Short problem —
Recast the lines from the one containing "Where can you spot the distant" through the last line of the listing as a JSON list of strings, one string per line, skipping blank lines.

———

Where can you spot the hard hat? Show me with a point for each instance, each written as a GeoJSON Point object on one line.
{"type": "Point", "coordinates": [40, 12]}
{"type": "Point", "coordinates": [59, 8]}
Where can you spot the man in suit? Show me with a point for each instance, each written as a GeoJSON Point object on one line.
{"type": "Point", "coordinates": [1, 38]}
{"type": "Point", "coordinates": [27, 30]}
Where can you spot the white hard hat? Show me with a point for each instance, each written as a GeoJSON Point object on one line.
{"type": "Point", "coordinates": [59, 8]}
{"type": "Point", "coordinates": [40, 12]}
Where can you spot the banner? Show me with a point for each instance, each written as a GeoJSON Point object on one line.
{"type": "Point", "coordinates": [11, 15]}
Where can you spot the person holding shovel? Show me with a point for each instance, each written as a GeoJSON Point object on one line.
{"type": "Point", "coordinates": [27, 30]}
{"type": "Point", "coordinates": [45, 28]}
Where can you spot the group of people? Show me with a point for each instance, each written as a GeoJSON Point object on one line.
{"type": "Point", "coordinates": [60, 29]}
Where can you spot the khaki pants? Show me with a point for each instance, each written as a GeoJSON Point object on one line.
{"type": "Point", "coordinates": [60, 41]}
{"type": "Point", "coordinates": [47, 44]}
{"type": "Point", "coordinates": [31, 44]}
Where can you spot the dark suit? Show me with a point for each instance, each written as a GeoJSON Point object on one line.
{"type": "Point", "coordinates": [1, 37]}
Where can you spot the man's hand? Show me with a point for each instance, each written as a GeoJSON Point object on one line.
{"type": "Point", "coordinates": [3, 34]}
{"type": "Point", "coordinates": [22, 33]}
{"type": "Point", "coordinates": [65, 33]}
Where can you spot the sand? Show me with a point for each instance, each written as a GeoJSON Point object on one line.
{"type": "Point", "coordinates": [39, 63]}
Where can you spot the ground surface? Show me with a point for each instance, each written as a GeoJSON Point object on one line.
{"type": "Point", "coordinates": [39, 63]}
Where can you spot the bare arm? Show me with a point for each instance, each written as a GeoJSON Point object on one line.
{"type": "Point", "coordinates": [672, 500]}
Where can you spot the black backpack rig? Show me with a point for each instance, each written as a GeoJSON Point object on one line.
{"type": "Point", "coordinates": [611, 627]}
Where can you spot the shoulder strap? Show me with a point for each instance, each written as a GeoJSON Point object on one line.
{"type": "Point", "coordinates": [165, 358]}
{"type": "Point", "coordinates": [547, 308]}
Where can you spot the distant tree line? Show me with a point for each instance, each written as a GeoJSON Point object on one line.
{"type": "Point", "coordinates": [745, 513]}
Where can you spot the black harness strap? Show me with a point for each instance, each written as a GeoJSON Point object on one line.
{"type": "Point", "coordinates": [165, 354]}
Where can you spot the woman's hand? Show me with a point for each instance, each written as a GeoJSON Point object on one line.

———

Exercise result —
[
  "Where can you spot the distant tree line? Show me with a point for each instance, each written as a GeoJSON Point object on one line.",
  "{\"type\": \"Point\", \"coordinates\": [745, 513]}",
  "Where can you spot the black harness strap? Show me with a point for each instance, each written as a GeoJSON Point object on one line.",
  "{\"type\": \"Point\", \"coordinates\": [165, 354]}",
  "Where can you spot the woman's hand? Show me with a point for each instance, each written as a GeoJSON Point object on one line."
]